# RV lengths



## MacKeyser (Apr 25, 2006)

First post. Lemme just say that I am thinking about doing the RV thing, but it won't be for awhile. I'm a disabled vet who is being treated for seizures. Hope is on the horizon. It may be a few years, but I will be safe to drive again (only 37, so I got time and I insist I be safe, first).

My question in this. States have different length and width maxes. So my question is if I drop the dimes for a bigger RV (42-45 feet, 8.5 feet wide), will I need a CDL or do I just chance it or does that only matter in the state of registration.

Case in point. PA's limit is 40 feet while CA's limit is 42. So if I bought a 42 footer in CA and visited family in PA, would I have problems in PA? If so, what problems?

I hear lots of people talk about driving their rigs, especially their high end rigs like Newmars, Monacos and good GAWD, Foretravels (that Phenix is just AWESOME looking), but most or all of them are bigger than 42 feet. 

I wanna be able to save now and plan for a rig that will truly last us (we are the kind of folks that tend to keep things until they wear out) and have the space to take the whole family (there are 6 of us now with NO future additions and no pets    ) Anyway, anyone know about the length deal? Any help is appreciated.


----------



## Kirk (Apr 25, 2006)

RV lengths

According to the Trailer Live Campground Directory, there is no state that does not allow an 8 1/2' wide RV, only the District of Columbia. Federal highway laws require that all roads that have been built with federal funds must allow vehicles that are 102" wide, excluding safety equipment. This is a non-issue.

On the length, the only states with length limits of less than 45' are, DC(40'), Maryland(40'), New Jersey(40'), Rhode Is. (40'), and Wisconsin(40'). I have never seen any reports of a state writing tickets for RVs being over length when registered in a state that allows them. By the way, PA has a length limit for motorhomes of 45' as does California.


Some states do require special licensing for larger motorhomes, usually by the weight. I believe that California is one of those. But having a CDL does not change the legal requirements of any state. Your licensing must meet the requirements of the state where your license was issued and each state will honor that, as a general rule.


----------



## Browzin (Apr 26, 2006)

RV lengths

MacKeyser
Don't believe everything that the "Trailer Life Campground Directory" publishes as fact.
The following excerpt was taken from the Calif. DMV web site listed below.
http://www.dmv.ca.gov/pubs/dl648/dl648pt11.htm
"RV Lengths
Many highways either restrict or recommend non-use for vehicles over a certain length. Vehicle Code Â§35400 restricts the operation of housecars over 40 feet only on specified highways and within one mile of either side of those highways for access to fuel, food, or lodging. These highways include, but are not always limited to, the National System of Interstate and Defense Highways and all state routes. For exceptions to this list, visit the Caltrans website at: www.dot.ca.gov."


----------



## Kirk (Apr 27, 2006)

RV lengths

Has anyone been stopped in CA for being over length, or know someone who has been when traveling from another state?


----------

● ● ● ● ●

### JOB ITEM
Copy out the stretch of the RV lengths thread from "My question in" through "than 42 feet.", substituting "motorhomes" for "rigs" wherever it appears.

### DATASET SECTION
● ● ● ● ●

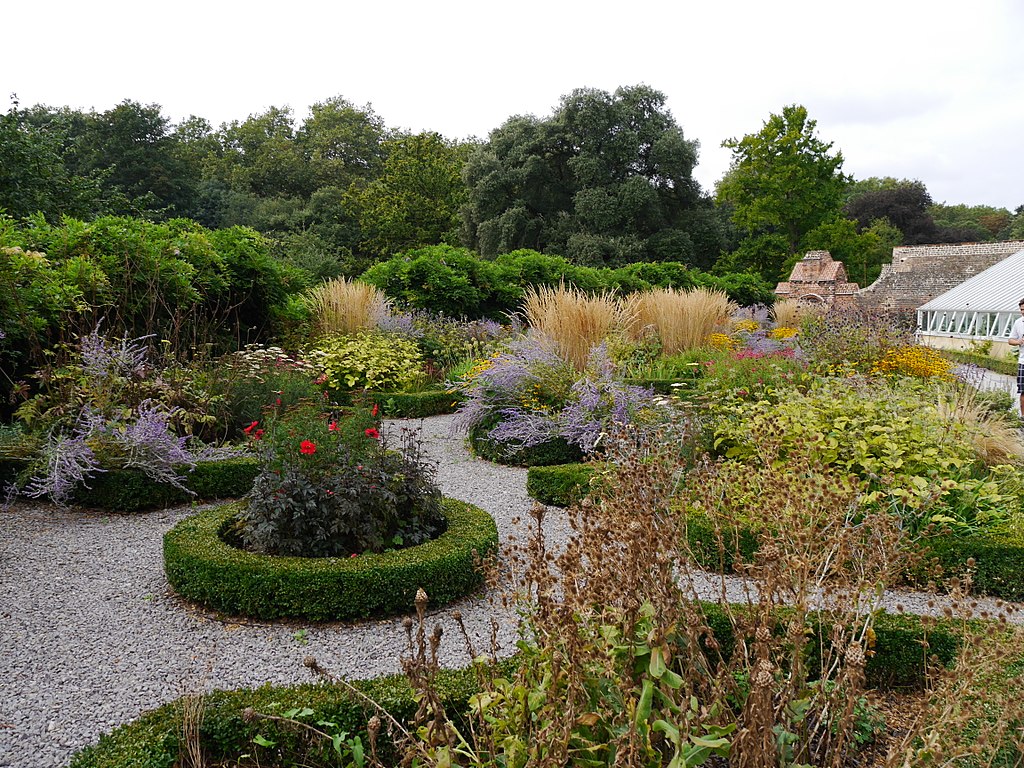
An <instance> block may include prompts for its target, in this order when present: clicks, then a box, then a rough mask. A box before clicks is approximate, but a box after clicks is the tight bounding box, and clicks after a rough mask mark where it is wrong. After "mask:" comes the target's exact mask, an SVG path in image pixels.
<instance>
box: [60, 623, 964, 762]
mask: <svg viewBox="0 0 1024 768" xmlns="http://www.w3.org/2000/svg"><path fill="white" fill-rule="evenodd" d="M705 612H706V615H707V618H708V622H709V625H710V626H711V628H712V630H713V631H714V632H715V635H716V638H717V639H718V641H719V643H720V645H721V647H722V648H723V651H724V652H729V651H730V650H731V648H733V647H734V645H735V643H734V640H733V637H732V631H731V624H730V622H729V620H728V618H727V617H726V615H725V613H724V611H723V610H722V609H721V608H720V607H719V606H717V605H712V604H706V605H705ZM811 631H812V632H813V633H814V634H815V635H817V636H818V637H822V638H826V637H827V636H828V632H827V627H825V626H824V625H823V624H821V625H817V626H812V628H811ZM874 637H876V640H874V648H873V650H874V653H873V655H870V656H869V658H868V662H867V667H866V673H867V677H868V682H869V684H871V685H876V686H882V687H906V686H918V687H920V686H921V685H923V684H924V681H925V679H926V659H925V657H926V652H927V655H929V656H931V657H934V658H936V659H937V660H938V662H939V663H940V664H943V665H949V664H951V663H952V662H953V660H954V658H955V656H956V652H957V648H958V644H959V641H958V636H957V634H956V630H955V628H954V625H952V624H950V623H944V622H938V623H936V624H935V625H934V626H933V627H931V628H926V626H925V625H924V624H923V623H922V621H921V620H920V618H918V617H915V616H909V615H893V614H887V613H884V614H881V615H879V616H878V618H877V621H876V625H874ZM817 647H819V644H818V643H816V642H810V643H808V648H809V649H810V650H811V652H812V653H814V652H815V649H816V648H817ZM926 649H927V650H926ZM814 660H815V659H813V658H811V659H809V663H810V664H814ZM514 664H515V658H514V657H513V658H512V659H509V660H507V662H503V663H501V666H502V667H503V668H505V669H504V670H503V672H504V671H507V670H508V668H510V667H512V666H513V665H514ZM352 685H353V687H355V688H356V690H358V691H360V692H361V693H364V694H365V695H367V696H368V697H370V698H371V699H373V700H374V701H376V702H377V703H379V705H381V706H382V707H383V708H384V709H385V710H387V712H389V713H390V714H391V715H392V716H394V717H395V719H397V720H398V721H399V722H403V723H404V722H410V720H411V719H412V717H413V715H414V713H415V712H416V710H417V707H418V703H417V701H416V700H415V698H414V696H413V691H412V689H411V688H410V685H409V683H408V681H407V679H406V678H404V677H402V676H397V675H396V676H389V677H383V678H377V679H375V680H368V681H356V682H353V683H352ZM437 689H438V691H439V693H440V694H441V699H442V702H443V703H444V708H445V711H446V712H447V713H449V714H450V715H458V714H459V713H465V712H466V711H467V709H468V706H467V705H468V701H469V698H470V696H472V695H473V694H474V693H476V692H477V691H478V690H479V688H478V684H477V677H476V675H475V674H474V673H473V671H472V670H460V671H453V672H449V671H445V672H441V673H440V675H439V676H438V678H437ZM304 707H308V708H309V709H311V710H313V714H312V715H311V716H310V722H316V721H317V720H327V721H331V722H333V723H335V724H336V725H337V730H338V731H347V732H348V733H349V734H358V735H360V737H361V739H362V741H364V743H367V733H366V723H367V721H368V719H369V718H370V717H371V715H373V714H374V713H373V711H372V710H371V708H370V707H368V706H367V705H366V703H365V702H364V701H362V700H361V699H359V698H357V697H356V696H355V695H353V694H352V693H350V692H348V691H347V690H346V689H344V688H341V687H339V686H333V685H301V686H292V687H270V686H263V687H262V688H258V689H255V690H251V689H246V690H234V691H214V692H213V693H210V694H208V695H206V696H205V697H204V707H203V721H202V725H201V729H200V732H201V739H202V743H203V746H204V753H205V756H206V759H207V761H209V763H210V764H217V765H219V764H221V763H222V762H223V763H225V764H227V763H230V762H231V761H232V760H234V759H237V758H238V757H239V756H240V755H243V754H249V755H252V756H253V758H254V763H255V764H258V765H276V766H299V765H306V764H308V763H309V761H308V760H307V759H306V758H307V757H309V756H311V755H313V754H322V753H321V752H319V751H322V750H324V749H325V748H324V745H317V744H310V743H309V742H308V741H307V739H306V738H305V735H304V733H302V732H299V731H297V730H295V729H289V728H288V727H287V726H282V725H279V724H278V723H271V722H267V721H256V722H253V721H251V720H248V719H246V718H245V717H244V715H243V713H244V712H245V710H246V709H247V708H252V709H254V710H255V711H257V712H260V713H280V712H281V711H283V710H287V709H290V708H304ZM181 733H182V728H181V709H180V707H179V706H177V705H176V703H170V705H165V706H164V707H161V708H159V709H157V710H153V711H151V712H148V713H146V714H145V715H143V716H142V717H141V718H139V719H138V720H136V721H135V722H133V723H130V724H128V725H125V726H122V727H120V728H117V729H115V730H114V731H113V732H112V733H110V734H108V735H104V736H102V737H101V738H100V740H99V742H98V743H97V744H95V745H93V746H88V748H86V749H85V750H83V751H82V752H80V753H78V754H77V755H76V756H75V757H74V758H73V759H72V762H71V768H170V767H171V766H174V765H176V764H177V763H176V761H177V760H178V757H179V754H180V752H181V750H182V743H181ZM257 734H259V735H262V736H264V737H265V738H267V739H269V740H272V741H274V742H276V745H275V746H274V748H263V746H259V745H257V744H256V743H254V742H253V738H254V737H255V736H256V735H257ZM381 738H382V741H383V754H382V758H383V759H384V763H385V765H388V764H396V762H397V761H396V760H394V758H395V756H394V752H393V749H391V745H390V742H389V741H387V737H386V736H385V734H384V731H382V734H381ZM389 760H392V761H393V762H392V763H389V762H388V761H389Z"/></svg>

● ● ● ● ●

### EXERCISE RESULT
My question in this. States have different length and width maxes. So my question is if I drop the dimes for a bigger RV (42-45 feet, 8.5 feet wide), will I need a CDL or do I just chance it or does that only matter in the state of registration.

Case in point. PA's limit is 40 feet while CA's limit is 42. So if I bought a 42 footer in CA and visited family in PA, would I have problems in PA? If so, what problems?

I hear lots of people talk about driving their motorhomes, especially their high end motorhomes like Newmars, Monacos and good GAWD, Foretravels (that Phenix is just AWESOME looking), but most or all of them are bigger than 42 feet.